[Opening Material shown section]

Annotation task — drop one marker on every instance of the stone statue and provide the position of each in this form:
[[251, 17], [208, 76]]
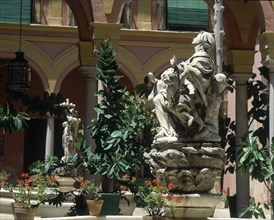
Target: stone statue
[[186, 99], [70, 129]]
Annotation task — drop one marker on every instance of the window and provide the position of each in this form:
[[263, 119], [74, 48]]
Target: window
[[187, 15], [10, 12]]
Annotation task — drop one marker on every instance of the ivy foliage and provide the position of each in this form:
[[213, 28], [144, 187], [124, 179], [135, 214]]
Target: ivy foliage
[[46, 104], [10, 123], [122, 130], [258, 96]]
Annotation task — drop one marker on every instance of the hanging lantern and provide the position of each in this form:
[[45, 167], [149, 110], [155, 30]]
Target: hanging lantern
[[19, 73]]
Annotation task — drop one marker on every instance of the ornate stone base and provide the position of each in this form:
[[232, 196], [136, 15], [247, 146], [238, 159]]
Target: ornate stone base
[[193, 206], [191, 167]]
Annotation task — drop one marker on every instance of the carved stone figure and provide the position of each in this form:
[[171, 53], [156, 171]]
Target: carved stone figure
[[186, 99], [188, 95], [70, 129]]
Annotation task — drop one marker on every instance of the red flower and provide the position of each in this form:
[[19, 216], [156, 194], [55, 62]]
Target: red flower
[[148, 182], [171, 186], [169, 197], [24, 175], [52, 179]]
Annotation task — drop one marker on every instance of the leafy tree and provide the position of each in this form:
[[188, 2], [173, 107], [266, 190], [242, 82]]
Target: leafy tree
[[122, 130]]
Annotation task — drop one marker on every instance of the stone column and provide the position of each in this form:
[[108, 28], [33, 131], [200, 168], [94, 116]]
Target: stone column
[[49, 151], [267, 52], [90, 100], [241, 62], [242, 179]]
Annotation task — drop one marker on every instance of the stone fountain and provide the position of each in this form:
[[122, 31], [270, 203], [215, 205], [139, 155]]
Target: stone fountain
[[186, 151]]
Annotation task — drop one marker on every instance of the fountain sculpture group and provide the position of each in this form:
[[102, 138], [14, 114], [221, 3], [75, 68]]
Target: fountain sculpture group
[[186, 151]]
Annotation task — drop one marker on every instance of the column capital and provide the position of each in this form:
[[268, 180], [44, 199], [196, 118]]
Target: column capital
[[103, 31], [267, 49], [241, 61], [241, 78], [89, 71], [86, 54]]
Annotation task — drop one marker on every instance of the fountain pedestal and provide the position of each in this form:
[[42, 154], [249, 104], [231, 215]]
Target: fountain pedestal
[[192, 168]]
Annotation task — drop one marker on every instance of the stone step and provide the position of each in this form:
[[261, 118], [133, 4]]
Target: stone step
[[45, 210]]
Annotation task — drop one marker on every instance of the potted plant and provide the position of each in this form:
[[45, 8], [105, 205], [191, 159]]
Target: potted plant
[[121, 130], [28, 193], [128, 188], [155, 199], [92, 194]]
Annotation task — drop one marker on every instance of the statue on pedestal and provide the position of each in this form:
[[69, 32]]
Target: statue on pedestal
[[69, 136], [186, 151]]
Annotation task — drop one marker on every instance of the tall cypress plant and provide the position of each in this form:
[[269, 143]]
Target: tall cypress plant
[[122, 130]]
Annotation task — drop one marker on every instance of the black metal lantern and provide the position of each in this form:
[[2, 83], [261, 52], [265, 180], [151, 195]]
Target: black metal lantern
[[19, 73], [18, 68]]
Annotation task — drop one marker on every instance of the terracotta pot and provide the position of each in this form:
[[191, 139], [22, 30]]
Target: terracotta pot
[[94, 207], [127, 204], [21, 213]]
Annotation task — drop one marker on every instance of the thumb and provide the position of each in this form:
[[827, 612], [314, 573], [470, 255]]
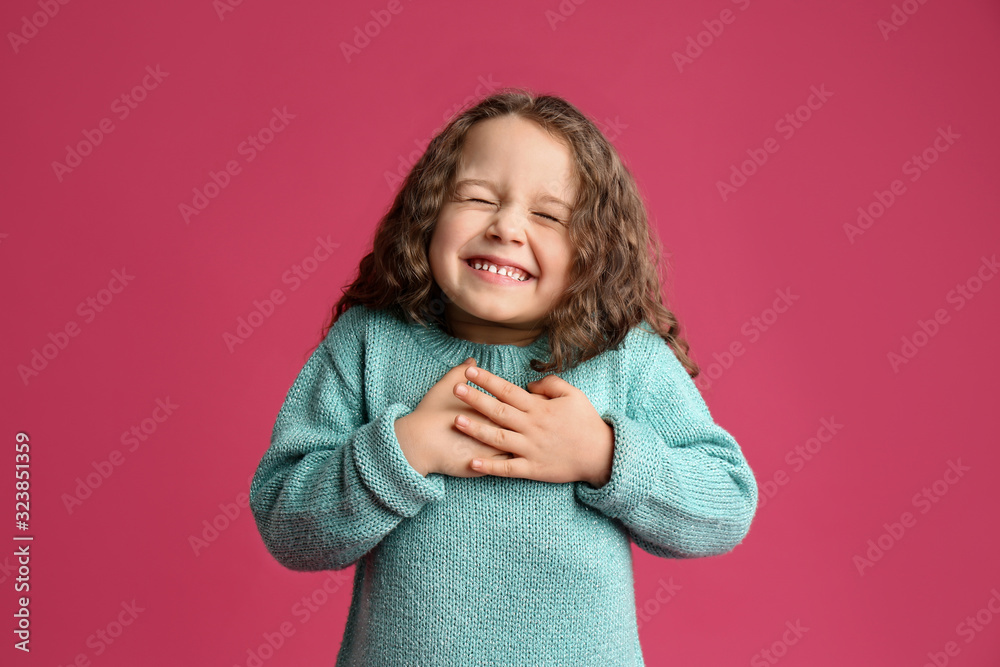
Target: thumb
[[550, 385]]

[Closing Material shown section]

Problem requirements: Without any of the pictures, set the entries down again exactly as written.

Solution to the problem:
Annotation task — drop one marker on every instance of the stone statue and provide the position of each in this form:
[[251, 17], [208, 76]]
Target: stone statue
[[186, 99], [70, 129]]
Annotation task — drop one marker on every instance of the window and provide the position of each in this form:
[[263, 119], [74, 48]]
Target: window
[[187, 15], [10, 12]]
Annotation task — drop one marker on every instance of the ivy foliage and provide the position of each in this form:
[[213, 28], [144, 187], [124, 179], [135, 214]]
Target: ivy foliage
[[46, 104], [10, 123], [122, 130], [258, 96]]
Annotation task — drop one marker on every instance of the hanging lantern and provide the position of each in this form:
[[45, 167], [149, 110], [155, 30]]
Target: hanging lantern
[[19, 73]]
Annotation task — drop one marker on every instance of the ornate stone base and provide the position of each in this form:
[[232, 196], [136, 15], [247, 146], [238, 159]]
Target: ornate stone base
[[193, 206], [191, 167]]
Annotation task — drop one marker on every instance of the carved stone figure and provide the position of each in this form:
[[171, 53], [156, 171]]
Target: carved stone figure
[[186, 99], [188, 95], [70, 129]]
Annotation task — drop one marker on every instance of the red flower and provide the position of each in this form:
[[19, 216], [156, 194], [55, 62]]
Target: red flower
[[148, 182], [171, 186], [169, 197], [24, 175], [52, 179]]
Annotation task — drop one marker on every instance of the leafy tree and provide the position of each in this form:
[[188, 2], [173, 107], [266, 190], [242, 82]]
Target: leafy tree
[[122, 130]]
Annotation task — drop one marker on every instance of the stone column and provide the position of each in this form:
[[108, 28], [33, 131], [200, 168], [94, 116]]
Target: stone column
[[49, 151], [267, 52], [90, 100], [241, 62], [242, 179]]
Annotation task — drop one marker on every instance of the stone fountain and provide the position of each in this form:
[[122, 31], [270, 203], [215, 205], [139, 155]]
Target: stone fountain
[[186, 151]]
Annotation task — drop one marker on every instance of the fountain sculpture group and provide the position of each in this form:
[[102, 138], [14, 114], [221, 3], [75, 68]]
Target: fountain sculpture group
[[186, 151]]
Annotation task — drop one marker on every instance of the column capital and provide the position of each in this form:
[[268, 180], [44, 199], [196, 118]]
Target: column capital
[[103, 31], [267, 49], [241, 61], [241, 78], [89, 71], [86, 54]]
Annotation task — drop one marker on every instance of the fountain pedestal and provide the position of each in this form:
[[42, 154], [249, 104], [231, 215]]
Target: fountain pedestal
[[192, 168]]
Annotation task — drop one marker on every instance of the stone step and provide the position of each in this form:
[[261, 118], [133, 4]]
Target: stone step
[[45, 210]]
Annotation task — drop one marker on every instance of the potted plant and provide the position of each in this form:
[[45, 8], [105, 205], [191, 159]]
Target: potted plant
[[121, 130], [28, 193], [128, 188], [155, 199], [92, 194]]
Annotation task — drop one marker on every instance of the statue on pedestal and provide the position of each in this form:
[[69, 32]]
Target: statue on pedestal
[[69, 136], [186, 151]]
Annotation task — drop one marker on every instance of the tall cypress plant and provide the position of each in this form:
[[269, 143]]
Target: tall cypress plant
[[122, 130]]
Annotation task — drop one marker on every instance of the black metal lantern and provide the position of each in this form:
[[2, 83], [261, 52], [265, 180], [151, 195]]
Target: black metal lantern
[[19, 73], [18, 68]]
Annotation task — drop one marker on every instance of the terracotta pot and provide the position of each in this form:
[[191, 139], [22, 30]]
Target: terracotta pot
[[94, 207], [127, 204], [21, 213]]
Annotation task — drop one marker on every instance of the thumb and provide the position of each in this form:
[[827, 612], [314, 573], [470, 255]]
Target: thumb
[[550, 385]]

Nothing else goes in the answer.